Consigne:
Recopiez à l'identique le passage du texte sur la chance situé entre « L’attitude première dans » et « bâtir un projet. », ces deux extraits compris.

Texte du document:
Et surtout ne jamais oublier ces deux ultimes secrets de la chance. Le premier nous a été donné par Pierre Doré, le fondateur de l’Institut Européen du Leadership : “la meilleure façon pour atteindre ses objectifs dans la vie, c’est d’aider ceux dont on a besoin à atteindre les leurs”.
Ce qui nous conduit tout naturellement au deuxième, qui veut que “la façon la plus efficace de rencontrer régulièrement des opportunités, c’est encore d’en être une soi-même”. ■
LA CRISE DE CARRIÈRE : UNE CHANCE?
L’attitude première dans une crise de carrière est souvent d’en craindre les conséquences, de la considérer comme un coup du sort ou une mauvais passe…
Ce n’est pourtant qu’une question de point de vue… Car quelle qu’en soient la cause et les circonstances, toute crise de carrière offre une chance de quelque chose, constitue une opportunité pour qui sait la voir et la saisir.
Le chanceux sera justement celui qui décidera de regarder la crise sous le bon angle et de s’appuyer sur les nouveautés de la situation pour se bâtir un projet.

Données fournies:
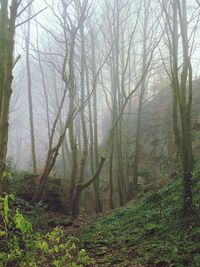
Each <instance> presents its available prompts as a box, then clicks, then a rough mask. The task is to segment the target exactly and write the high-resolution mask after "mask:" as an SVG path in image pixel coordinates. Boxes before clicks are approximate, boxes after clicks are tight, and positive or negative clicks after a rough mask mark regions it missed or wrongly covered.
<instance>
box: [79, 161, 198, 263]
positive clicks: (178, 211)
mask: <svg viewBox="0 0 200 267" xmlns="http://www.w3.org/2000/svg"><path fill="white" fill-rule="evenodd" d="M193 177H194V178H193V183H194V204H195V207H196V209H197V214H196V215H194V216H193V217H192V218H187V219H185V221H184V222H183V220H182V219H181V212H180V210H181V201H182V194H181V192H182V181H181V177H180V176H179V177H178V176H177V177H176V178H175V179H174V180H173V181H172V182H170V183H169V184H168V185H167V186H165V187H164V188H162V189H160V190H159V191H157V192H154V193H151V194H147V195H145V196H144V197H143V198H142V199H140V200H139V201H137V202H135V203H130V204H128V205H127V206H126V207H123V208H119V209H117V210H115V211H114V212H113V213H111V214H109V215H108V216H106V217H104V218H101V219H99V220H97V221H96V222H95V223H94V224H92V225H89V226H88V227H87V228H85V229H84V230H83V231H82V233H81V240H82V242H83V246H84V247H85V248H86V250H87V252H88V253H89V254H90V255H92V256H93V257H94V258H95V260H96V264H95V266H129V267H130V266H154V267H155V266H161V267H163V266H176V267H180V266H192V267H199V266H200V216H199V211H198V210H199V206H200V162H197V163H196V165H195V170H194V174H193Z"/></svg>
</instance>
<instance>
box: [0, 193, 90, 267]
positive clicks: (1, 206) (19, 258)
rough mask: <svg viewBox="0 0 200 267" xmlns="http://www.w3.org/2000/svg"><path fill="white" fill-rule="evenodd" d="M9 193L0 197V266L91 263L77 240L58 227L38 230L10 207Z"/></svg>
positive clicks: (67, 266) (18, 265) (12, 196)
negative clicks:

Résultat obtenu:
L’attitude première dans une crise de carrière est souvent d’en craindre les conséquences, de la considérer comme un coup du sort ou une mauvais passe…
Ce n’est pourtant qu’une question de point de vue… Car quelle qu’en soient la cause et les circonstances, toute crise de carrière offre une chance de quelque chose, constitue une opportunité pour qui sait la voir et la saisir.
Le chanceux sera justement celui qui décidera de regarder la crise sous le bon angle et de s’appuyer sur les nouveautés de la situation pour se bâtir un projet.